(Stored items)
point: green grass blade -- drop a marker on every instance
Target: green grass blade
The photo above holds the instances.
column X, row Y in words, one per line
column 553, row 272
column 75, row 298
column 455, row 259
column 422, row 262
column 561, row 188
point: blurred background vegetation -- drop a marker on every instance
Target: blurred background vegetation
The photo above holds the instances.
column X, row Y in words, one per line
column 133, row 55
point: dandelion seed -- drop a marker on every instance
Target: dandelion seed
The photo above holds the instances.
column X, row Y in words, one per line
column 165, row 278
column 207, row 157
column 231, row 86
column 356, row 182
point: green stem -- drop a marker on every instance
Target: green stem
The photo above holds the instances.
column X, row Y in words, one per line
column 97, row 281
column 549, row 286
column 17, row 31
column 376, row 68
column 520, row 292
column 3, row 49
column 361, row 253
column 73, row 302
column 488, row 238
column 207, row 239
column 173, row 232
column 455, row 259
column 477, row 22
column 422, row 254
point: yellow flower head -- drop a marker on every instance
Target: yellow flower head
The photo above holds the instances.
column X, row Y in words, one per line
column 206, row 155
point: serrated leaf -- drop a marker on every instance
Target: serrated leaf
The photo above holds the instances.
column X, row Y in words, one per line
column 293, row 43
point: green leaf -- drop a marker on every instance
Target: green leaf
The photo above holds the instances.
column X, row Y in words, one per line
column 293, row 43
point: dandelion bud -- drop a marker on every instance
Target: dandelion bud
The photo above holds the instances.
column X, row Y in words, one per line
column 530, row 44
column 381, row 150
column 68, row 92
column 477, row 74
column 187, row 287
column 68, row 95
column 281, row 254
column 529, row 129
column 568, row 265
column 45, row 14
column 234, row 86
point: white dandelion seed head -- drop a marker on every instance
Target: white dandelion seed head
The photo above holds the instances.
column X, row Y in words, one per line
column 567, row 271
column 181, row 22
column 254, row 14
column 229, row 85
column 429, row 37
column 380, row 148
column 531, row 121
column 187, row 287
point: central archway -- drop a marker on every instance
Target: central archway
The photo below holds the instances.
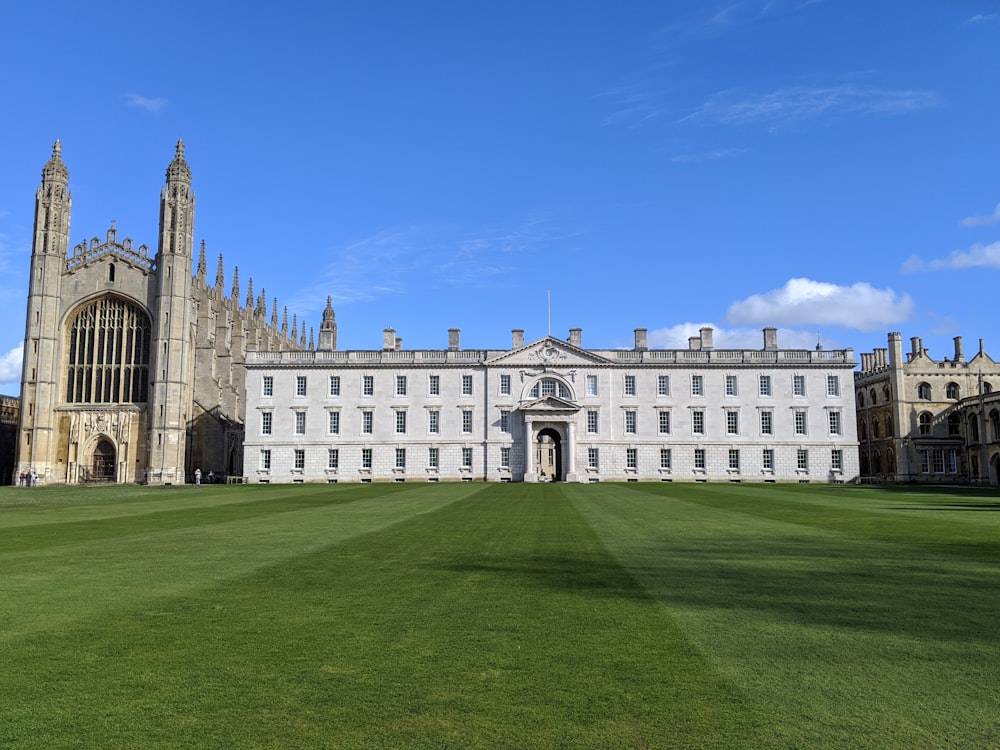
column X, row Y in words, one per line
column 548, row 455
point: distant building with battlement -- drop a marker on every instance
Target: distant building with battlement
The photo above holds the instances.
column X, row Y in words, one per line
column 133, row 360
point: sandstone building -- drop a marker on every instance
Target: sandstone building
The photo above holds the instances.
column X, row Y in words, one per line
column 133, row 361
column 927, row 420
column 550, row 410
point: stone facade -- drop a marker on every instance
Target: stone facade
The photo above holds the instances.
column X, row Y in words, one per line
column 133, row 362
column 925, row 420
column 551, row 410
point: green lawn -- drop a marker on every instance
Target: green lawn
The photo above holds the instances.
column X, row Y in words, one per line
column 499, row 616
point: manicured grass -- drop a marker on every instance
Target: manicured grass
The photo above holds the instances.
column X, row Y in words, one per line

...

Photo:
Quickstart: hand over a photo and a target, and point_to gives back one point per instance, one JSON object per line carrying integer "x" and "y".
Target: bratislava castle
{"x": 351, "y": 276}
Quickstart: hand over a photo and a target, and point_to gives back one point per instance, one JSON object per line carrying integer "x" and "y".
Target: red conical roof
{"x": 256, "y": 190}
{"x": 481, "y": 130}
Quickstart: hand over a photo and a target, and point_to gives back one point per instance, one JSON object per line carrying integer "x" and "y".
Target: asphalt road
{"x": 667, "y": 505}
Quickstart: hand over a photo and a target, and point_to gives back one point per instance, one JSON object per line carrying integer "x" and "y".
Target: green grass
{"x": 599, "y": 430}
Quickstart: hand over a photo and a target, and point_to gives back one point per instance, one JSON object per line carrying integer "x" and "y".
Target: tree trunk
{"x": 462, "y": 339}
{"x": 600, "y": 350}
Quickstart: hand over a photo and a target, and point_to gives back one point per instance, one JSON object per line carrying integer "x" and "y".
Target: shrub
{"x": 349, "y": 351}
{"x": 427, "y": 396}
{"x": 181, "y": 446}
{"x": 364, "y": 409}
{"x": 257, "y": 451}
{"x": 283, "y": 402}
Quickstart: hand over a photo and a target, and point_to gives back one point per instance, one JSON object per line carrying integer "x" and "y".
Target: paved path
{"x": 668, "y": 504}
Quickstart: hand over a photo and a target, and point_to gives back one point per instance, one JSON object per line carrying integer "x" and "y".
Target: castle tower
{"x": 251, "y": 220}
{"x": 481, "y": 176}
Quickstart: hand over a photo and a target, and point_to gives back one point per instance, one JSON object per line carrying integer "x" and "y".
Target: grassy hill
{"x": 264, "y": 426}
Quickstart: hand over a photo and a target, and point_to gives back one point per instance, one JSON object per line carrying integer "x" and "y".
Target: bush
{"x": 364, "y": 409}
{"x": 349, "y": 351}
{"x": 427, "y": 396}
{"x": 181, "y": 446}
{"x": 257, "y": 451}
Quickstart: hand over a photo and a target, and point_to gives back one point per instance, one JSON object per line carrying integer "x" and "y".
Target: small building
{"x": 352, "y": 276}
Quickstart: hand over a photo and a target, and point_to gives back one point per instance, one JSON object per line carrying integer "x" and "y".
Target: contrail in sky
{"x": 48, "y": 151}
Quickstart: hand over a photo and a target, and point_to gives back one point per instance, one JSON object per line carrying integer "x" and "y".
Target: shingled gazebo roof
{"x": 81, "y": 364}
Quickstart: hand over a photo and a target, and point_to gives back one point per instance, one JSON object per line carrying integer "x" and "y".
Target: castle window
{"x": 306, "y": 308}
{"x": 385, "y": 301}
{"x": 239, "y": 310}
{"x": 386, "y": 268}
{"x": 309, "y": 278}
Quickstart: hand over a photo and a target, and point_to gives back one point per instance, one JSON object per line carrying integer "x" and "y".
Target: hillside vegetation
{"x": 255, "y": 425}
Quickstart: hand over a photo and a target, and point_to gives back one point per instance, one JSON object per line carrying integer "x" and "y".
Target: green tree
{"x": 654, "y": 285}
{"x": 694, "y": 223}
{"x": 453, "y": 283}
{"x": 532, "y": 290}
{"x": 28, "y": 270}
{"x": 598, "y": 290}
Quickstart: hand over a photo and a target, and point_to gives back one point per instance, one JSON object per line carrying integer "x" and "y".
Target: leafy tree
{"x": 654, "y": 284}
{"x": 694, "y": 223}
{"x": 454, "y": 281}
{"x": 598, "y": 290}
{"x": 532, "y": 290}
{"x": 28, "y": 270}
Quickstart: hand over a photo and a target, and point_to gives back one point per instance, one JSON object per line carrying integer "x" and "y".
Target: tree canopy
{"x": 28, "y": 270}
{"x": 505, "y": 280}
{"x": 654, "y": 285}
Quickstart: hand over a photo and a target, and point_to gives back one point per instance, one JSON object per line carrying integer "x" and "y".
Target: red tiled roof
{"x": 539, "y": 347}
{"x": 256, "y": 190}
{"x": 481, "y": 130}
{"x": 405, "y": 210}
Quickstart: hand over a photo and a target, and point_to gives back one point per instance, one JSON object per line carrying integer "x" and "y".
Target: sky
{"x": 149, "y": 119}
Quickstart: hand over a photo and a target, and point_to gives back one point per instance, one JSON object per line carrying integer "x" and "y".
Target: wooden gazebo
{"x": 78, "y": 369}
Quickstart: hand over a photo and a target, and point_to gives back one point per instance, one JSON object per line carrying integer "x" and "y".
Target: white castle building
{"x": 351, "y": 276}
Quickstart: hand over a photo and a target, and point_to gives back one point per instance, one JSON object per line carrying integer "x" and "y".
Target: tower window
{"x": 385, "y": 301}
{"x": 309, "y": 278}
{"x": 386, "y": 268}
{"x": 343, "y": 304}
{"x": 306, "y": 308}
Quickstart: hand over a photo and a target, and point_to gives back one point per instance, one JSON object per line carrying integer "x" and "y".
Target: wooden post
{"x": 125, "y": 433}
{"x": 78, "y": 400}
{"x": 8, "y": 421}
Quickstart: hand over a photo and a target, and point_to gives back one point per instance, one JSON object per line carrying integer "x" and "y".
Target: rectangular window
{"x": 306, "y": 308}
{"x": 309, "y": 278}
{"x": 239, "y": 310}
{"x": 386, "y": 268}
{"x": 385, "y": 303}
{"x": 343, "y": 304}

* * *

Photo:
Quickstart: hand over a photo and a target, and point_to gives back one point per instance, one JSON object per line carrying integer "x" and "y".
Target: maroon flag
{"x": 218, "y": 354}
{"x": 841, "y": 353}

> _WORK REQUIRED_: Please gather every line of the material above that contains the word "central", and copy out each of those lines.

> _COMPLETED TASK_:
point: central archway -- drop a marker on every instance
Target: central archway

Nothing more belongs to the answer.